═══ BRANO ESTRATTO
Ma su questi gradini l'individuo ha saputo anche rendersi unico e
incancellabile, più grande di Ettore sotto le mura di Troia. Quella giovane
donna che, sulla soglia della camera a gas di Auschwitz, si volta verso Hòss, e
gli dice, sprezzante — com'egli racconta — che non ha voluto farsi selezionare,
come avrebbe potuto, per seguire i bambini che le erano affidati, e poi entra
sicura con loro nella morte, è la prova dell'incredibile resistenza che
l'individuo può opporre a ciò che minaccia di annientare la sua dignità, il suo
significato. Nei vari Lager e anche su questa scala di Mauthausen sono avvenute
tante di queste gesta, di queste Termopili che fermano la marea dell'abiezione.
══════
═══ MATERIALE FORNITO
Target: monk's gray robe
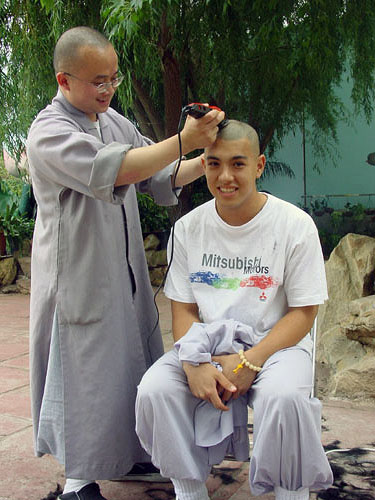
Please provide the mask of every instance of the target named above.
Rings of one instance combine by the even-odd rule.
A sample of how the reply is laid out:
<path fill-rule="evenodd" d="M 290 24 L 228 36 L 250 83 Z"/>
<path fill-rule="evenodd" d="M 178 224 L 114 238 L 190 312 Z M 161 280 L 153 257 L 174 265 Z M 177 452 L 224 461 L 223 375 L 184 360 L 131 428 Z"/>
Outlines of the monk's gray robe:
<path fill-rule="evenodd" d="M 38 203 L 30 313 L 36 453 L 57 455 L 67 477 L 81 479 L 116 478 L 147 460 L 134 430 L 136 387 L 163 353 L 136 189 L 114 187 L 126 152 L 150 141 L 111 108 L 99 121 L 102 138 L 59 92 L 27 141 Z M 137 188 L 174 204 L 172 169 Z"/>

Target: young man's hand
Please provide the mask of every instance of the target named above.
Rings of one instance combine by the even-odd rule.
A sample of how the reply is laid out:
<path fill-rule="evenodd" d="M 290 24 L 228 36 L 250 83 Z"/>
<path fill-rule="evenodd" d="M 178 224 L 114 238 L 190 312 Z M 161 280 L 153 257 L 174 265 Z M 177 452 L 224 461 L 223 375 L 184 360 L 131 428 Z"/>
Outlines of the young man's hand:
<path fill-rule="evenodd" d="M 226 403 L 231 398 L 237 399 L 243 394 L 246 394 L 254 382 L 257 373 L 249 370 L 247 366 L 243 366 L 236 373 L 233 373 L 233 370 L 236 369 L 240 363 L 238 354 L 212 356 L 212 359 L 221 364 L 223 367 L 223 374 L 227 380 L 231 381 L 237 387 L 237 391 L 234 393 L 227 390 L 223 391 L 220 394 L 222 401 Z"/>
<path fill-rule="evenodd" d="M 233 394 L 237 389 L 217 368 L 210 363 L 193 366 L 184 362 L 182 366 L 190 390 L 196 398 L 210 401 L 218 410 L 229 410 L 220 399 L 219 393 Z"/>

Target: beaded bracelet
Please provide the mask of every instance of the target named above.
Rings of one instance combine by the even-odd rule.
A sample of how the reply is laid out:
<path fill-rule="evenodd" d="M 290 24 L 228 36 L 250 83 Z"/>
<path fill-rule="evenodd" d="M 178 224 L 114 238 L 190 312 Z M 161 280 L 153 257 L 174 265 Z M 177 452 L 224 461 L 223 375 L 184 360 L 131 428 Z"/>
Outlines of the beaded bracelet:
<path fill-rule="evenodd" d="M 247 366 L 249 368 L 249 370 L 252 370 L 253 372 L 260 372 L 260 370 L 262 369 L 260 366 L 255 366 L 253 364 L 250 363 L 250 361 L 248 361 L 245 357 L 245 353 L 243 351 L 243 349 L 240 349 L 238 351 L 238 355 L 240 357 L 240 360 L 241 360 L 241 363 L 239 363 L 237 365 L 237 368 L 235 368 L 233 370 L 233 373 L 237 373 L 238 370 L 240 370 L 241 368 L 243 368 L 244 366 Z"/>

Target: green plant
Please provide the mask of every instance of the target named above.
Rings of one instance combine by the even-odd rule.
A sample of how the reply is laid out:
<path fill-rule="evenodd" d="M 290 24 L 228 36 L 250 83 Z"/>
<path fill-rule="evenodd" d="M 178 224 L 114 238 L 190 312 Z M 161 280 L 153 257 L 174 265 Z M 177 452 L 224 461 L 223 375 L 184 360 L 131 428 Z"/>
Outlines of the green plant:
<path fill-rule="evenodd" d="M 334 210 L 331 214 L 332 225 L 335 233 L 338 233 L 342 227 L 342 212 Z"/>
<path fill-rule="evenodd" d="M 166 207 L 157 205 L 148 194 L 137 193 L 137 199 L 143 233 L 165 231 L 171 227 Z"/>
<path fill-rule="evenodd" d="M 323 198 L 323 200 L 314 200 L 311 202 L 311 209 L 315 215 L 318 217 L 323 215 L 326 211 L 327 200 Z"/>

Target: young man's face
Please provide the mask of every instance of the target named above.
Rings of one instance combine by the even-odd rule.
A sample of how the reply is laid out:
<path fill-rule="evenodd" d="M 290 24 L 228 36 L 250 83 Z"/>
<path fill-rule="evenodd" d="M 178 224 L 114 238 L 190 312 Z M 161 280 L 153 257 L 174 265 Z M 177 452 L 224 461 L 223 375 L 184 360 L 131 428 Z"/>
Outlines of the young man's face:
<path fill-rule="evenodd" d="M 110 86 L 104 93 L 99 93 L 92 83 L 110 82 L 117 77 L 116 52 L 111 45 L 104 49 L 82 47 L 72 67 L 70 75 L 59 73 L 57 80 L 68 101 L 95 121 L 97 113 L 107 111 L 115 89 Z"/>
<path fill-rule="evenodd" d="M 263 200 L 257 192 L 256 179 L 263 173 L 264 155 L 254 152 L 249 139 L 243 137 L 217 139 L 205 150 L 204 158 L 207 186 L 216 199 L 220 217 L 231 225 L 249 221 Z"/>

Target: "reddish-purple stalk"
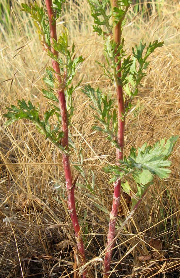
══════
_COSA FARE_.
Nel brano estratto, perché la giovane donna sulla soglia della camera a gas di Auschwitz non ha voluto farsi selezionare?

_RISULTATO CORRETTO_.
Per seguire i bambini che le erano affidati.